▸ **Document excerpt**
------
Vesta Configuration Management System / Bugs / #107 Reproducibility violation with fatal unused code

Tim Mann - 2005-10-13

Logged In: YES
user_id=95236

This issue is not a surprise to me, and I find it hard to
get excited about it. Well, I admit it's a reproducibility
issue: there's a chance that you did a build once that
should have failed but didn't, and later when you try to
recreate it, it does fail.

This is bad, but as a consolation, it should be easy to fix
the failing build -- the error should appear when evaluating
the bad function, and since the build result does not depend
on that function in any way, the fix is simply to delete the
call to it. I guess you can create scenarios in which the
call is hard to remove because of some elaborate code
structure, and you also can't delete the function body
because it's called elsewhere. Sigh.

Another small consolation is that it shouldn't happen much
since it should be fairly uncommon to call a function and
discard its result. Shouldn't it?

I didn't find the idea for making it possible for failures
to return a noncacheable ERR and continue to be very
convincing. This is actually an idea we had in the initial
Vesta SDL design (ERR might not even exist if we'd never had
the idea), but it didn't work out well and we discarded it.
I suppose it's possible we just didn't understand how to
make it work, but it still seems kind of questionable. One
specific problem is that if you hit an early failure but
there is still a ton more work that could be done on the
evaluation, you'll do all that work instead of stopping and
reporting the failure back to the user early. I think the
latter is usually what people would prefer.

If you would like to refer to this comment somewhere else in this project, copy and paste the following link:

Kenneth C. Schalk - 2005-11-13

Logged In: YES
user_id=304837

Steve Hoover wrote:
> One solution might be to defer the fatality of a function.
> Return a "fatal" indication as the function result, and
> propagate this through the evaluation. Only if the build
> result depends on the failing function's return value
> would the build fail. Unfortunately, this approach is
> nearly impossible to implement.

I don't think this is "nearly impossible to implement",
though it has some potential problems.

Once upon a time, run-time errors during SDL evaluation were
not immediately fatal. Instead, an operation with an error
resulted in the special error value ERR. It would not be
hard to go back to that way of doing things, as making such
problems fatal was done by making the constructor for the
ErrorVC class throw an exception. (See line 1250 in
/vesta/vestasys.org/vesta/eval/72/src/Val.C.)

I'm not sure I recall the exact motivations for this change
(it was made more than 4 years ago, before Vesta was
released as free software and before I became the primary
maintainer of it), but I think they were:

- Failing immediately rather than propagating ERR values up
the call chain makes it easier to debug errors, because you
can see precisely where the error occurs. (When the ERR
value was instead generated, it might propagate up through
several levels of the SDL call stack losing the exact point
where the error occurred.)

- Bridges would sometimes handle or generate ERR values,
which added a bunch of additional complexity to them. (For
an example of this see line 21 of
/vesta/vestasys.org/bridges/mtex/1/build.ves.)

- Tool failures were already immediately fatal (which also
simplified bridges and debugging), and it seemed confusing
to have two different policies on how failures would affect
the continuation of an evaluation

I don't think it would be too hard to deal with these issues
and still allow execution to proceed past errors. Aside
from the idea Steve (the submitter) proposed of having a
single fatal/non-fatal switch for error handling (and we
could use the existing "-k" flag for that), here are some
other ideas:

- We could have the error value record and carry with it a
stack trace of where it cam from. This would make it
possible to determine the cause of an error even if it makes
its way all the way up to the final result of a build. To
really make this work we would have to have all the
operators and primitive functions handle ERR as an input
value and add more information to this stored error context,
rather than simply recording a new error context and
discarding the old one.
------
▸ **Data block**
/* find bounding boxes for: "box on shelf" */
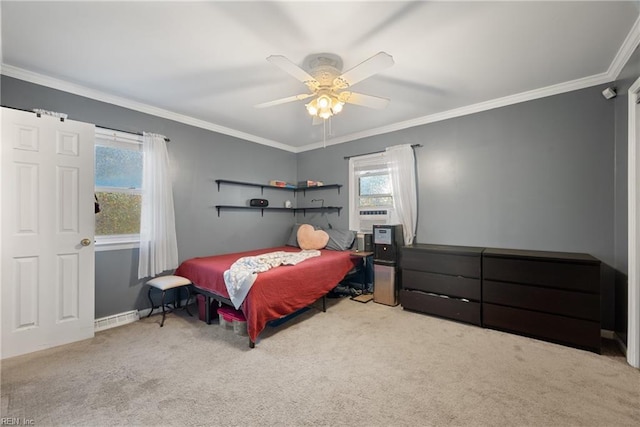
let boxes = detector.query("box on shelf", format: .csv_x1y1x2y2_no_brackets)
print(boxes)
------
▸ **Actions to take**
1. Answer these questions on the Vesta bug thread:
(a) According to Tim Mann, how can the failing build be fixed?
(b) What change made run-time errors during SDL evaluation fatal?
(c) Which existing flag could serve as the single fatal/non-fatal switch?
2. Please continue the Vesta bug thread from the point where it stops.
You won't need the material for this.

▸ **Responses to the tasks**
1.
(a) By deleting the call to the bad function.
(b) Making the constructor for the ErrorVC class throw an exception.
(c) The "-k" flag.

2.
- In the "non-fatal" case we could have a failed _run_tool
return ERR rather than its normal result.

Of course much of this might become moot is the evaluator
had a built-in debugger:

https://sourceforge.net/tracker/index.php?func=detail&aid=1223244&group_id=34164&atid=410430

This whole problem seems to me to represent a fundamental
tension between the desired behavior while a user is making
changes and when they wish to repeat an existing build.
While actively working on changes, errors should be reported
immediately and precisely and impede forward progress. When
repeating a previous build, errors should only be an issue
if the result actually depends upon them.

Tim Mann wrote:
> This is bad, but as a consolation, it should be easy to
> fix the failing build -- the error should appear when
> evaluating the bad function, and since the build result
> does not depend on that function in any way, the fix is
> simply to delete the call to it.

While you're right that it shouldn't be too hard for someone
knowledgeable in SDL to fix any individual instance of this,
I don't think we can just brush this off for several
reasons:

1. In my our experience, the vast majority of users aren't
very knowledgeable about SDL. This means that most users
would be confounded by running into such a mysterious
failure. I think it may also make it more likely for this
sort of problem to occur in the first place: a novice SDL
writer is more likely to write code which calls a function
but doesn't use its result.

2. Suppose that we did just accept that any such broken but
previously successful builds would have to be patched up
when a user revisited it. It seems likely to me that for
some builds this could happen repeatedly, which could really
waste the user's time. How would a user find a previously
patched-up version of the build they're interested in?

3. This could go unnoticed for a long time. The longer the
cache lasts (and these days a catastrophic loss of the cache
is much less common than it used to be), the more such
broken but previously successful builds could be created.
It could even take place at multiple sites simultaneously,
if they all first evaluated the necessary successful build
to cause a cache hit in the right place.

4. Records referencing specific builds (such as issue
tracking databases) could be left with pointers to broken
but previously successful builds. In general it would be
impractical to find and fix such references.

I can imagine some paranoid users wanting to qualify builds
by using an empty cache or after discovering such a problem
wanting to alter the immutable SDL file which holds the
broken function to fix up everything at once.

I have to agree with Steve that it's worth doing something
about this.

Tim Mann wrote:
> Another small consolation is that it shouldn't happen much
> since it should be fairly uncommon to call a function and
> discard its result. Shouldn't it?

How would you know how often it happens? The only builds
you can be sure don't have this problem are ones built
against an empty cache. That doesn't happen very often in
practice.

If you would like to refer to this comment somewhere else in this project, copy and paste the following link:

Tim Mann - 2005-11-16

Logged In: YES
user_id=95236

Thinking about this some more, I was way too dismissive
about it. Sorry. I'm sure we did think about this problem
early on, and it's why ERR got into the language in the
first place. We had some problems working the idea out
correctly and eventually dropped it, but I'm thinking now
that that was a mistake.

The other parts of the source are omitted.